───── Data to process
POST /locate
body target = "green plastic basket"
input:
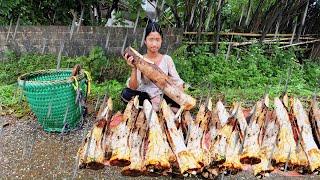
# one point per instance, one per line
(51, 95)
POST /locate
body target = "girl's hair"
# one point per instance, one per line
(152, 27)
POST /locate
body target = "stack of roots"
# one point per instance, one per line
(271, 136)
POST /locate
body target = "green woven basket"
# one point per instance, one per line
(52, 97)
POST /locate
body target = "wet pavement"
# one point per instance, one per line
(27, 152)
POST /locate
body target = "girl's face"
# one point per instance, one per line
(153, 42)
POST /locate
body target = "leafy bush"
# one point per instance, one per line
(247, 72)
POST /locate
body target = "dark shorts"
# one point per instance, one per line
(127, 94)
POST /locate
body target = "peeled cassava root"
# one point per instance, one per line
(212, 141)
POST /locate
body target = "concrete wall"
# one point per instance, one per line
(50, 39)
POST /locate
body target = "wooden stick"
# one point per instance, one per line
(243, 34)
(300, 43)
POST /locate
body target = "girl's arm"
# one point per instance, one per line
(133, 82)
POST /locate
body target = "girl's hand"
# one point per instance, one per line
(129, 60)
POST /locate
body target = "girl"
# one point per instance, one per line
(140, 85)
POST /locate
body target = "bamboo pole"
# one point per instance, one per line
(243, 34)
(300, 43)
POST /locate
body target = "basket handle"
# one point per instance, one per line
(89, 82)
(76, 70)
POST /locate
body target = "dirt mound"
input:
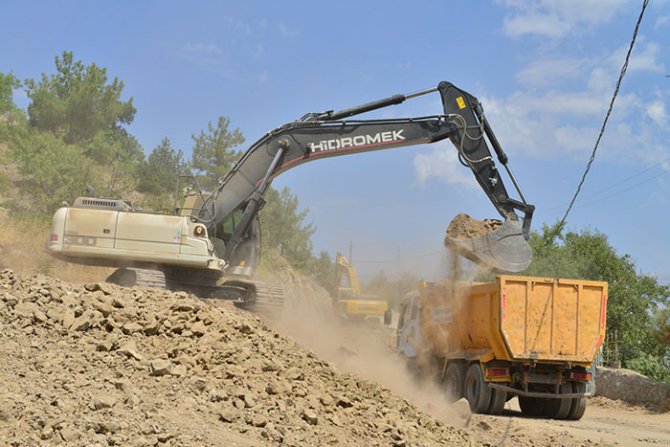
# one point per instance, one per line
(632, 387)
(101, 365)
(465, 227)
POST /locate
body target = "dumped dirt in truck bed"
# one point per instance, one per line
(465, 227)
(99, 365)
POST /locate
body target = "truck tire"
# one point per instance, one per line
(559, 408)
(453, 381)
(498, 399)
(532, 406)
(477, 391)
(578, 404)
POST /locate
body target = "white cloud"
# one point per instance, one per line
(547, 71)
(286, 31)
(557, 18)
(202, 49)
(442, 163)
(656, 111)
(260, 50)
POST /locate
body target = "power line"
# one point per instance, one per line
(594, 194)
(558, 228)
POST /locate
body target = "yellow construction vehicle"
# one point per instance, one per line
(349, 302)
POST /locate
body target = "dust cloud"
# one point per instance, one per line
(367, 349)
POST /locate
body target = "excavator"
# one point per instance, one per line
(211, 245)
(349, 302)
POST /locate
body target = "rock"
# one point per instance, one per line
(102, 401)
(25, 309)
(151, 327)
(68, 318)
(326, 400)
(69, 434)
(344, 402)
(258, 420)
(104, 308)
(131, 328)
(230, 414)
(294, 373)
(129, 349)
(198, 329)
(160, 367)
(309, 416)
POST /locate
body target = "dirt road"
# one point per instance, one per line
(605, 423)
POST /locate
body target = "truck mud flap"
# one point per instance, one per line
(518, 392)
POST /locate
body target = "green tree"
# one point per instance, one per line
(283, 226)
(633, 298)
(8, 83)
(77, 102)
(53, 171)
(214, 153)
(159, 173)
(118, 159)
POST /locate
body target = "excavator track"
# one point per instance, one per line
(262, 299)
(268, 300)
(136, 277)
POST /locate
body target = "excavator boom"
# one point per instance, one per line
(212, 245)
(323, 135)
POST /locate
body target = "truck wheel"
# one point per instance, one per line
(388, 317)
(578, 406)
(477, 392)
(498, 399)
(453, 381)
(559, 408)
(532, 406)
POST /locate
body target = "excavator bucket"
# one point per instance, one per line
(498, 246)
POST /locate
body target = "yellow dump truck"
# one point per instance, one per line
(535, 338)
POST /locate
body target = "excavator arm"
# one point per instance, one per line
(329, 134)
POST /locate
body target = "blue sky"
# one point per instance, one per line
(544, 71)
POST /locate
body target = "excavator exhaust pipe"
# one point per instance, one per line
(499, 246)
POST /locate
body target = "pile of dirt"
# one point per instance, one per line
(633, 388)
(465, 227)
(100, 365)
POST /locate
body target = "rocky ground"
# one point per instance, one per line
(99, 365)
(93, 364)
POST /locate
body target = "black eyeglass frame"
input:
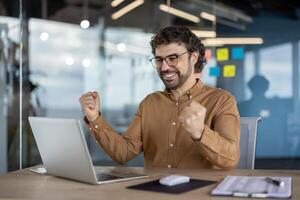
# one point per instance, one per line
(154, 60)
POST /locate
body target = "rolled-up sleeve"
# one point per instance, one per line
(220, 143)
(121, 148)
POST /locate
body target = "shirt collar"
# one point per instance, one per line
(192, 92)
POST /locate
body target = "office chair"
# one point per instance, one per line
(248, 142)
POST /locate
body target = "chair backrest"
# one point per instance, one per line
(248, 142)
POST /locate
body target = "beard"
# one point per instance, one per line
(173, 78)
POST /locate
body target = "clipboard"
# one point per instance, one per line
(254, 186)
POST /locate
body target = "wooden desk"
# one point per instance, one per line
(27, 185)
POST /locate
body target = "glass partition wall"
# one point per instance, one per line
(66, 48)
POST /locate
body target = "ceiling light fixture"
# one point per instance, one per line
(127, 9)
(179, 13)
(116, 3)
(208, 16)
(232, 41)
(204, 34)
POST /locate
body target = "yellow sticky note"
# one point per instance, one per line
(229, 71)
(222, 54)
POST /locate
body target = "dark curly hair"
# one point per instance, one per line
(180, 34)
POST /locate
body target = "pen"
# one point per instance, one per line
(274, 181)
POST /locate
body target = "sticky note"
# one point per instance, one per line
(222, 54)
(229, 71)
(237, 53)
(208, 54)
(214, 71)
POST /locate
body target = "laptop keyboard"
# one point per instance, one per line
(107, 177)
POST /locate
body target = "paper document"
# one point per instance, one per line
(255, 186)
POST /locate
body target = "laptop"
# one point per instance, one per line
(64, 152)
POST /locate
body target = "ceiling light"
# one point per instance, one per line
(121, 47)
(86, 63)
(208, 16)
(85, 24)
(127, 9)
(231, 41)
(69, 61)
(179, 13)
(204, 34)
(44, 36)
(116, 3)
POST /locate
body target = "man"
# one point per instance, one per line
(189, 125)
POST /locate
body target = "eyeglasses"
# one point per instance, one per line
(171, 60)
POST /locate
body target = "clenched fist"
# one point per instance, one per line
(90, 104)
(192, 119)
──────────
Activity:
Output every entry verbatim. Pictures do not belong in the copy.

Your response:
POST /locate
body target = "green plastic basket"
input:
# one point per instance, one per line
(51, 95)
POST /locate
body target = "girl's hair"
# one point per instance, one per line
(152, 27)
POST /locate
body target = "stack of roots"
# one point per instance, one per line
(271, 136)
POST /locate
body target = "green woven basket"
# one point per instance, one per line
(52, 97)
POST /locate
body target = "wet pavement"
# one point per instance, one per line
(27, 152)
POST /locate
body target = "girl's face"
# one point per instance, one per line
(153, 42)
POST /locate
body target = "leafy bush"
# one point per instance, one per line
(247, 72)
POST /locate
body target = "dark shorts"
# one point per instance, one per line
(127, 94)
POST /locate
body target = "peeled cassava root"
# one point per instance, one per line
(212, 141)
POST /locate
body target = "concrete wall"
# one point per instance, one per line
(50, 39)
POST /locate
body target = "wooden stick"
# one point per instance, one per line
(243, 34)
(300, 43)
POST /locate
body target = "girl's arm"
# one point per instance, one per line
(133, 82)
POST /locate
body target = "girl's hand"
# one point per instance, one per line
(129, 60)
POST /locate
body target = "girl"
# one point per instance, one per line
(140, 85)
POST /locate
body target = "bamboo pole"
# one point per instance, one per line
(243, 34)
(300, 43)
POST /locate
body target = "basket handle"
# one point per instance, one per line
(89, 82)
(76, 70)
POST /locate
body target = "dirt mound"
input:
# one point per instance, one per line
(632, 387)
(101, 365)
(465, 227)
POST /locate
body target = "dumped dirt in truck bed"
# one point per instance, one per line
(465, 227)
(99, 365)
POST /locate
body target = "truck tire"
# one point per instance, one per line
(559, 408)
(453, 381)
(498, 399)
(532, 406)
(477, 391)
(578, 404)
POST /locate
body target = "white cloud"
# one point per instance, one per line
(547, 71)
(286, 31)
(557, 18)
(202, 49)
(442, 163)
(656, 111)
(260, 50)
POST /locate
body target = "power line"
# one point per instance, one per line
(594, 194)
(558, 228)
POST /locate
body target = "yellow construction vehicle"
# one point per instance, one per line
(349, 302)
POST /locate
body target = "dust cloud"
# one point per instance, one per line
(367, 349)
POST /locate
body target = "excavator"
# one point per instance, one per line
(211, 245)
(349, 302)
POST /locate
body target = "rock"
# one point per instance, one per line
(102, 401)
(25, 309)
(151, 327)
(68, 318)
(326, 400)
(69, 434)
(344, 402)
(258, 420)
(104, 308)
(131, 328)
(230, 414)
(294, 373)
(129, 349)
(198, 329)
(160, 367)
(309, 416)
POST /locate
body target = "dirt road"
# one point per instance, one per line
(605, 423)
POST /locate
body target = "truck mud flap"
# one point per instance, one per line
(518, 392)
POST /locate
body target = "green tree"
# one point per instance, one per line
(283, 226)
(633, 298)
(8, 83)
(77, 102)
(53, 171)
(214, 153)
(159, 173)
(118, 159)
POST /locate
body target = "excavator track"
# one point per instance, one per line
(262, 299)
(268, 300)
(136, 277)
POST /locate
body target = "excavator boom"
# one point per instance, one per line
(212, 245)
(323, 135)
POST /locate
body target = "truck wheel"
# one point per instance, one per line
(388, 317)
(578, 406)
(477, 392)
(498, 399)
(453, 381)
(559, 408)
(532, 406)
POST /locate
body target = "excavator bucket"
# one point per instance, one per line
(498, 246)
POST /locate
body target = "yellow dump truck"
# one point per instance, one per line
(535, 338)
POST /locate
body target = "excavator arm"
# one point per instance, one per line
(329, 134)
POST /locate
body target = "blue sky"
# one point per instance, one per line
(544, 71)
POST /locate
body target = "excavator exhaust pipe"
# one point per instance, one per line
(499, 246)
POST /locate
body target = "pile of dirt"
# one point per instance, one per line
(633, 388)
(465, 227)
(100, 365)
POST /locate
body target = "rocky ground"
# one point per instance, one per line
(99, 365)
(93, 364)
POST /locate
body target = "black eyeglass frame"
input:
# one point per instance, one per line
(154, 60)
POST /locate
body target = "rolled-up sleeve"
# one point per instance, one per line
(220, 143)
(121, 148)
POST /locate
body target = "shirt collar"
# one point per instance, one per line
(192, 92)
POST /locate
body target = "office chair"
# one point per instance, one per line
(248, 142)
POST /locate
body target = "chair backrest"
# one point per instance, one per line
(248, 142)
POST /locate
body target = "beard"
# one point per instance, one per line
(173, 78)
POST /locate
body target = "clipboard"
# one point per instance, one per line
(254, 186)
POST /locate
body target = "wooden desk"
# one point per instance, one per line
(27, 185)
POST /locate
body target = "glass partition wall"
# one point per instance, one per line
(66, 48)
POST /locate
body target = "ceiling light fixture"
# one point per instance, one per line
(127, 9)
(179, 13)
(116, 3)
(208, 16)
(232, 41)
(204, 34)
POST /locate
body target = "yellow sticky note"
# one point per instance, one per line
(229, 71)
(222, 54)
POST /locate
body target = "dark curly hair"
# one point per instance, one per line
(180, 34)
POST /locate
body target = "pen"
# one point per instance, one per line
(274, 181)
POST /locate
body target = "sticky note"
# one point per instance, one per line
(222, 54)
(229, 71)
(237, 53)
(208, 54)
(214, 71)
POST /locate
body target = "laptop keyboard"
# one point per instance, one per line
(107, 177)
POST /locate
body target = "paper document"
# one point per instance, one per line
(255, 186)
POST /locate
body target = "laptop"
# one point per instance, one per line
(64, 152)
POST /locate
body target = "ceiling light"
# one point per instance, one per line
(121, 47)
(86, 63)
(208, 16)
(85, 24)
(127, 9)
(231, 41)
(69, 61)
(179, 13)
(204, 34)
(44, 36)
(116, 3)
POST /locate
body target = "man"
# one point per instance, one per line
(189, 125)
POST /locate
body target = "eyeglasses"
# one point per instance, one per line
(171, 60)
POST /locate
body target = "clenched fist"
# one point per instance, one per line
(90, 104)
(192, 119)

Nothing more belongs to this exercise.